*Brano*:
Occorre, perciò, mettere in discussione complessivamente il modello di sviluppo che vive anche della assurda «proprietà privata del globo terrestre da parte di singoli individui», sviluppando la consapevolezza che «anche un’intera società, una nazione e anche tutte le società di una stessa epoca prese complessivamente, non sono proprietarie della terra. Sono soltanto i suoi possessori, i suoi usufruttuari e hanno il dovere di tramandarla migliorata, come boni patres familias, alle generazioni successive» [7].
Per fare questo, ovviamente, le varie lotte non possono rimanere vertenze isolate, ma devono essere unite da una comune prospettiva di lotta contro l’attuale modello di sviluppo. Esperienze come la lotta contro Ombrina Mare, così come, ad esempio, quelle No Tav o No Muos, vanno in questa direzione e non bisogna abbandonarle.

*Dati estratti*:

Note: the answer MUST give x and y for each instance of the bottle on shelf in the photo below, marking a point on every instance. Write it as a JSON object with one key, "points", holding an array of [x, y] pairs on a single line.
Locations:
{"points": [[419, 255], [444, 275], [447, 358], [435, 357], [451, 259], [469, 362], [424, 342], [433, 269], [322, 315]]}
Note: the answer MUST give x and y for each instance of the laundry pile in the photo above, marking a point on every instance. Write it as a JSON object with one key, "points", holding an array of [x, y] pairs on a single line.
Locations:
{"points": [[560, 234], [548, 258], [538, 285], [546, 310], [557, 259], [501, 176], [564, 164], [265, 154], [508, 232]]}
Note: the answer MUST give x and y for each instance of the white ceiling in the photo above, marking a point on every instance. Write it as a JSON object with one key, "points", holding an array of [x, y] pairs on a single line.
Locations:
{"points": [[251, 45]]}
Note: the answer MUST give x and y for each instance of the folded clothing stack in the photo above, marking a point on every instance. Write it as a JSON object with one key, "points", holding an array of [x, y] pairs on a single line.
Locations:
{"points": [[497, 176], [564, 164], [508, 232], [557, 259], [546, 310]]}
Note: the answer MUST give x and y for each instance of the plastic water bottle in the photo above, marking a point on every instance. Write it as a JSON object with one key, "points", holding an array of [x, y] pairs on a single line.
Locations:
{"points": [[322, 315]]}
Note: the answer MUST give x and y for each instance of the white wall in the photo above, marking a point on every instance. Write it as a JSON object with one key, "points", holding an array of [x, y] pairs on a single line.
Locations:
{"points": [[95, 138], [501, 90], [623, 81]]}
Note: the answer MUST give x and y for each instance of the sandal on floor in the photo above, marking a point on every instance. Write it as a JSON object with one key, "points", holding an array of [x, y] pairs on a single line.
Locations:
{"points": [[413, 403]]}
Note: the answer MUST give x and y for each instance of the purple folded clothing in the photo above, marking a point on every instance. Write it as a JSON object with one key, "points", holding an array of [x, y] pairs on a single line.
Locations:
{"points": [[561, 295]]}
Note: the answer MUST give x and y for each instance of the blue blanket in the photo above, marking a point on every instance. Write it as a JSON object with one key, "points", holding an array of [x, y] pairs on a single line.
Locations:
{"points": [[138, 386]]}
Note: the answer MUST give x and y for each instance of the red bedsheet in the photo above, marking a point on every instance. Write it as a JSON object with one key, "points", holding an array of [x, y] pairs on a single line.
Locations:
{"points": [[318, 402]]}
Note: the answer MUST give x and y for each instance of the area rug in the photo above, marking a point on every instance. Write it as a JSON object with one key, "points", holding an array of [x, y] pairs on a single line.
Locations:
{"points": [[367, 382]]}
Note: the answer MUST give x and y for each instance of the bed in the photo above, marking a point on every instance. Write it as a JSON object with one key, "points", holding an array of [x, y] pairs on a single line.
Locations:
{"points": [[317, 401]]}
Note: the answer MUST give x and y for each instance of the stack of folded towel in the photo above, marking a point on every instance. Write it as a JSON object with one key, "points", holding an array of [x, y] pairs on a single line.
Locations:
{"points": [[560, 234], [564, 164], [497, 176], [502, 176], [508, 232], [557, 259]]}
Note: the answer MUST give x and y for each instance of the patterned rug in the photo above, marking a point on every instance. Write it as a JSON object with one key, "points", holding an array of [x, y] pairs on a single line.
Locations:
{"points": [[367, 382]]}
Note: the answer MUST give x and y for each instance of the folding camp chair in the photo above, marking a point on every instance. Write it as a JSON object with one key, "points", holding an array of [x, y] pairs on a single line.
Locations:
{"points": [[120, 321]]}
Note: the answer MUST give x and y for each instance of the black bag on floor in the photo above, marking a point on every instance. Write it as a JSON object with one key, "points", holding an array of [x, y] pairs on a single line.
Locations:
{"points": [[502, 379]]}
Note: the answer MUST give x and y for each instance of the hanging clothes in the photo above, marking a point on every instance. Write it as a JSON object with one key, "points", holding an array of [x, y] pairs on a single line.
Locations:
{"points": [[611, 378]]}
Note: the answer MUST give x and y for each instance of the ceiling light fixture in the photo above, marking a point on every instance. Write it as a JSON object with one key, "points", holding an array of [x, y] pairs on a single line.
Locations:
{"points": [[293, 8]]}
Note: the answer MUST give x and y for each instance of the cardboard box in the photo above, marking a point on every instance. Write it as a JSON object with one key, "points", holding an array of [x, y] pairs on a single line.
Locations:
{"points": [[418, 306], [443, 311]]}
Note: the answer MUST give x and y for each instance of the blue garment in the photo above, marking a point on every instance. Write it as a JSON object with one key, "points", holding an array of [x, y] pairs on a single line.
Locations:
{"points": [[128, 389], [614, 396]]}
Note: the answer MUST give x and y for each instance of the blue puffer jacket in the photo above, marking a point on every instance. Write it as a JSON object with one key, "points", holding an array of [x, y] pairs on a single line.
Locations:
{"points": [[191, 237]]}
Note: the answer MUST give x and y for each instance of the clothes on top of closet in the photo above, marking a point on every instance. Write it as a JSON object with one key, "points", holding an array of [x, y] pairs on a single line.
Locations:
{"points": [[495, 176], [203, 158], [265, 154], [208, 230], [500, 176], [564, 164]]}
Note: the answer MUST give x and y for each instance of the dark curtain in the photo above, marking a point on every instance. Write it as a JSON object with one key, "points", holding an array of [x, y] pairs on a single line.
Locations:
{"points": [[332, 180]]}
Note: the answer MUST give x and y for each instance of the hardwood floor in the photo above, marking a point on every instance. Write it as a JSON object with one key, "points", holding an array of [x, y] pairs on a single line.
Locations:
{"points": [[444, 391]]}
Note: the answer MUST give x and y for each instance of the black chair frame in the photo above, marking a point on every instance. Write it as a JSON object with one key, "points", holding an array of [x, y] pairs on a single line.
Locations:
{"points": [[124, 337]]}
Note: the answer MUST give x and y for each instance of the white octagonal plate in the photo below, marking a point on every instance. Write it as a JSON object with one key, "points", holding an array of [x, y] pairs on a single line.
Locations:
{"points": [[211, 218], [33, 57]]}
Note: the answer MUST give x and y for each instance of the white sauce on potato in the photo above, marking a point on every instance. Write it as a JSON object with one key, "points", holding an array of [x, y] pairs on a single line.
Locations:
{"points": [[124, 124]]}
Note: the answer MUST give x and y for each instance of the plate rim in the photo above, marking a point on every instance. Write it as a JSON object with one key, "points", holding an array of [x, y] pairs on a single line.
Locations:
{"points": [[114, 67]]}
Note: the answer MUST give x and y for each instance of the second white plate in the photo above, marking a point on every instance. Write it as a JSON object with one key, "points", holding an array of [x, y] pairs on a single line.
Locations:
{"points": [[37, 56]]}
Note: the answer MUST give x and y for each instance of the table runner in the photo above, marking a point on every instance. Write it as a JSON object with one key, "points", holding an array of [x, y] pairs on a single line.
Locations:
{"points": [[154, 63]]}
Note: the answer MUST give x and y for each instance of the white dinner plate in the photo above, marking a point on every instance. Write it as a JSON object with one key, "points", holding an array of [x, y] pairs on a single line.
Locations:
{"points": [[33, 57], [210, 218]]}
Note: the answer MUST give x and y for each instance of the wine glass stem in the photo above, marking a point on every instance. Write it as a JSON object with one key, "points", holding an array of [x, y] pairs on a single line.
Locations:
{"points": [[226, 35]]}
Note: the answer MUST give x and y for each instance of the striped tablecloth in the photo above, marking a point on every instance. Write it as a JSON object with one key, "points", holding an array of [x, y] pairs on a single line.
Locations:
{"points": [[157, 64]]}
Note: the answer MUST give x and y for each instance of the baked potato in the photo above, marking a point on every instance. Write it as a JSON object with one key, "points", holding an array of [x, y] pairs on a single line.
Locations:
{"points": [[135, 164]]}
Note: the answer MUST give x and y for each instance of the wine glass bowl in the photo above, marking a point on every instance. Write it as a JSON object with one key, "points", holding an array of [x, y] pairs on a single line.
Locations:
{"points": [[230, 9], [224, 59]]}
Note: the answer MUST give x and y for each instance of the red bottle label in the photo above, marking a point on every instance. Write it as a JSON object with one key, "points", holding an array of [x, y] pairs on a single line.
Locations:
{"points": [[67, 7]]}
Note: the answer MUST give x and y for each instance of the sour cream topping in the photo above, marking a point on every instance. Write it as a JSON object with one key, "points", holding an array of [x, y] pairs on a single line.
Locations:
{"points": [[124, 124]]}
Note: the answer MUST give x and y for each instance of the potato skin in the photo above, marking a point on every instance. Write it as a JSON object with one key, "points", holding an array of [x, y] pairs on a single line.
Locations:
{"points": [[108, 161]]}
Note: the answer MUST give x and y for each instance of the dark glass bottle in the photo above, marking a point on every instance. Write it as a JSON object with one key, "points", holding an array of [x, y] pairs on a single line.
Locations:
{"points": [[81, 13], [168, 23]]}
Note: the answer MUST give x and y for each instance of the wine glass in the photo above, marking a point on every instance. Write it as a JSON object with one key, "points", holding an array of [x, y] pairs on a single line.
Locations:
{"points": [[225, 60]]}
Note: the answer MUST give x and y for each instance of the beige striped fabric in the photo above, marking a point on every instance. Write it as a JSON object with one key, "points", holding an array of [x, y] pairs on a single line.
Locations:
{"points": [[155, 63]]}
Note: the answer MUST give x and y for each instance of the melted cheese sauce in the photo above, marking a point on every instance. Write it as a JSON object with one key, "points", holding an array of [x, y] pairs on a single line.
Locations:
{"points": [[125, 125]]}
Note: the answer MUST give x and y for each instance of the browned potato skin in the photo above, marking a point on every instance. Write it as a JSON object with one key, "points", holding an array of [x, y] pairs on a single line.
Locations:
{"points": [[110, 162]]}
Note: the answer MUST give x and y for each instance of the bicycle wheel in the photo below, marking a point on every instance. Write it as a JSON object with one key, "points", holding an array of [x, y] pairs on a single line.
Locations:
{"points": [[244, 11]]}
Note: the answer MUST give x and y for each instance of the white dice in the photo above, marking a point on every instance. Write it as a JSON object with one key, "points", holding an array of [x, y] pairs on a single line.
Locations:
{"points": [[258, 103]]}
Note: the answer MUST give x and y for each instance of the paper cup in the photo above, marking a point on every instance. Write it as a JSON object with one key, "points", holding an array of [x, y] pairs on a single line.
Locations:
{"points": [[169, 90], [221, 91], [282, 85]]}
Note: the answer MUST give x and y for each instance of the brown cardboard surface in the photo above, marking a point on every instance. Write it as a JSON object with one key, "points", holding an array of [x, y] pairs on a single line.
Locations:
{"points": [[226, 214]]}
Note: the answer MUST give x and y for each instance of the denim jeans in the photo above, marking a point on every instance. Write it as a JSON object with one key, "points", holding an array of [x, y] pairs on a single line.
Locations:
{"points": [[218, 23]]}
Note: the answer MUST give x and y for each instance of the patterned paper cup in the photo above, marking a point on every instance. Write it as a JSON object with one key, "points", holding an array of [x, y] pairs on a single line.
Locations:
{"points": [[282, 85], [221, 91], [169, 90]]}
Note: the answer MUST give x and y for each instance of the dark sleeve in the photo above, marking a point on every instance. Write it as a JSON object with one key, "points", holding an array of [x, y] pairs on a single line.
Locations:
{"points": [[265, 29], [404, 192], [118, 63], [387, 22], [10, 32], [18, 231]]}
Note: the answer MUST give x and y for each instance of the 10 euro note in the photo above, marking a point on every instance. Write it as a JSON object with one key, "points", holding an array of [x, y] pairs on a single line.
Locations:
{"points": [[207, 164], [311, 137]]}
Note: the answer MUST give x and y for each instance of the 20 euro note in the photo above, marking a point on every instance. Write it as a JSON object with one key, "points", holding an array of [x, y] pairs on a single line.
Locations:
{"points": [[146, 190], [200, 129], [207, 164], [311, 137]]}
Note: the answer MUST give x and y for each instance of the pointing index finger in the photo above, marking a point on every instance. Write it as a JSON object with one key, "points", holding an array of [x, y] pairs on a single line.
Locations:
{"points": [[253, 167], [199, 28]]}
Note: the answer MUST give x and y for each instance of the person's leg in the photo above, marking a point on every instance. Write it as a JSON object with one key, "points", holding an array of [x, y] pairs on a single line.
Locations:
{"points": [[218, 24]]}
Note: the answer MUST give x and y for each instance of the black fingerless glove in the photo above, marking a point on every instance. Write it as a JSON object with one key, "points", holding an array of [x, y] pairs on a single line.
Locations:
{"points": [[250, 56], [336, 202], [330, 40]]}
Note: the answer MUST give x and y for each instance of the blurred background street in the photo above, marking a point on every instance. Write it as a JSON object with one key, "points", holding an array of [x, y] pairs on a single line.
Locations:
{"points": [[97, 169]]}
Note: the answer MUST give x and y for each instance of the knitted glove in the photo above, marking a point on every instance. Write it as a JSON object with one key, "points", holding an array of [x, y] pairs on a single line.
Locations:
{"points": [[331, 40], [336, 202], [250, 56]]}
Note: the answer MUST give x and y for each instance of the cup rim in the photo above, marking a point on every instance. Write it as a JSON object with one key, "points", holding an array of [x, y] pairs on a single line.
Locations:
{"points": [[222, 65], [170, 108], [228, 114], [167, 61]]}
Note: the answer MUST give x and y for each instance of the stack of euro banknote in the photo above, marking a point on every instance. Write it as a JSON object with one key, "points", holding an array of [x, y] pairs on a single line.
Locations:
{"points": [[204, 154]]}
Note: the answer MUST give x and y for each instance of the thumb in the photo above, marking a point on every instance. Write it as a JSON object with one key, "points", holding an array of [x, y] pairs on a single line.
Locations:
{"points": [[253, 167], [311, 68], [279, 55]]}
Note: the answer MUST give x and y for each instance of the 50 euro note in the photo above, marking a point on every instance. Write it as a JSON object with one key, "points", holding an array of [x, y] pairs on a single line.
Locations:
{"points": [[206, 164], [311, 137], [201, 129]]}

*Consegna assegnata*:
Trascrivi dal brano sul modello di sviluppo il tratto che va da "Occorre, perciò, mettere" fino a "non bisogna abbandonarle.", quest'ultimo incluso.

*Risultato finale*:
Occorre, perciò, mettere in discussione complessivamente il modello di sviluppo che vive anche della assurda «proprietà privata del globo terrestre da parte di singoli individui», sviluppando la consapevolezza che «anche un’intera società, una nazione e anche tutte le società di una stessa epoca prese complessivamente, non sono proprietarie della terra. Sono soltanto i suoi possessori, i suoi usufruttuari e hanno il dovere di tramandarla migliorata, come boni patres familias, alle generazioni successive» [7].
Per fare questo, ovviamente, le varie lotte non possono rimanere vertenze isolate, ma devono essere unite da una comune prospettiva di lotta contro l’attuale modello di sviluppo. Esperienze come la lotta contro Ombrina Mare, così come, ad esempio, quelle No Tav o No Muos, vanno in questa direzione e non bisogna abbandonarle.